Problems to work on>
**A)** From the mineral water passage below, quote the text between "Nomenclature | Criteria" and "June 2009 [16].", inclusive.
**B)** According to the mineral water passage below, what sodium content makes a natural mineral water suitable for a low-sodium diet?

Table 1. Nomenclature of natural mineral waters classified according to their prevailing mineral content.
Nomenclature | Criteria |
---|---|
Bicarbonate | Bicarbonate content greater than 600 mg/L |
Sulphate | Sulphate content greater than 200 mg/L |
Chloride | Chloride content greater than 200 mg/L |
Calcium | Calcium content greater than 150 mg/L |
Magnesium | Magnesium content greater than 50 mg/L |
Fluoride | Fluoride content greater than 1 mg/L |
Iron | Bivalent iron content greater than 1 mg/L |
Acidic | Free carbon dioxide content greater than 250 mg/L |
Sodium | Sodium content greater than 200 mg/L |
Suitable for a low-sodium diet | Sodium content less than 20 mg/L |
Modified from Directive 2009/54/EC of the European Parliament and of the Council of 18 June 2009 on the exploitation and marketing of natural mineral waters, Official Journal of the European Union, 26 June 2009 [16].
Authors [60,61,62,63][27][28][29][30] reviewed the existing literature of drinkable NMSWs and their biological properties. Given the mineral content of a specific water and the pre- and rehydration needs related to a specific sport performance, it appears conceivable to match different types of mineral waters to sport activities and physiological needs of athletes.
It has been established that it is necessary to start exercising optimally hydrated, thus with optimal plasma electrolytes levels, to prevent a body weight loss of 2% or more. However, athletes do not usually follow a prehydration customized plan and likely start performance under uncontrolled hydration conditions. An adequate rehydration plan during and after the performance, customized to the individual sweating rate, beverage availability, exercise duration and intensity, and environmental conditions is necessary as well, to preserve athlete’s health and physical fitting. To this end, the presence of electrolytes into the water is essential to compensate fluid loss during exercise.

Dataset content>
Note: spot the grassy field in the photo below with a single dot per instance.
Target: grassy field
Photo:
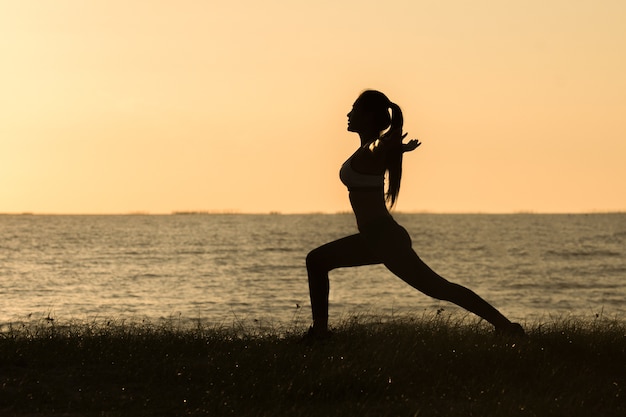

Solutions per task>
**A)**
Nomenclature | Criteria |
---|---|
Bicarbonate | Bicarbonate content greater than 600 mg/L |
Sulphate | Sulphate content greater than 200 mg/L |
Chloride | Chloride content greater than 200 mg/L |
Calcium | Calcium content greater than 150 mg/L |
Magnesium | Magnesium content greater than 50 mg/L |
Fluoride | Fluoride content greater than 1 mg/L |
Iron | Bivalent iron content greater than 1 mg/L |
Acidic | Free carbon dioxide content greater than 250 mg/L |
Sodium | Sodium content greater than 200 mg/L |
Suitable for a low-sodium diet | Sodium content less than 20 mg/L |
Modified from Directive 2009/54/EC of the European Parliament and of the Council of 18 June 2009 on the exploitation and marketing of natural mineral waters, Official Journal of the European Union, 26 June 2009 [16].

**B)** Less than 20 mg/L.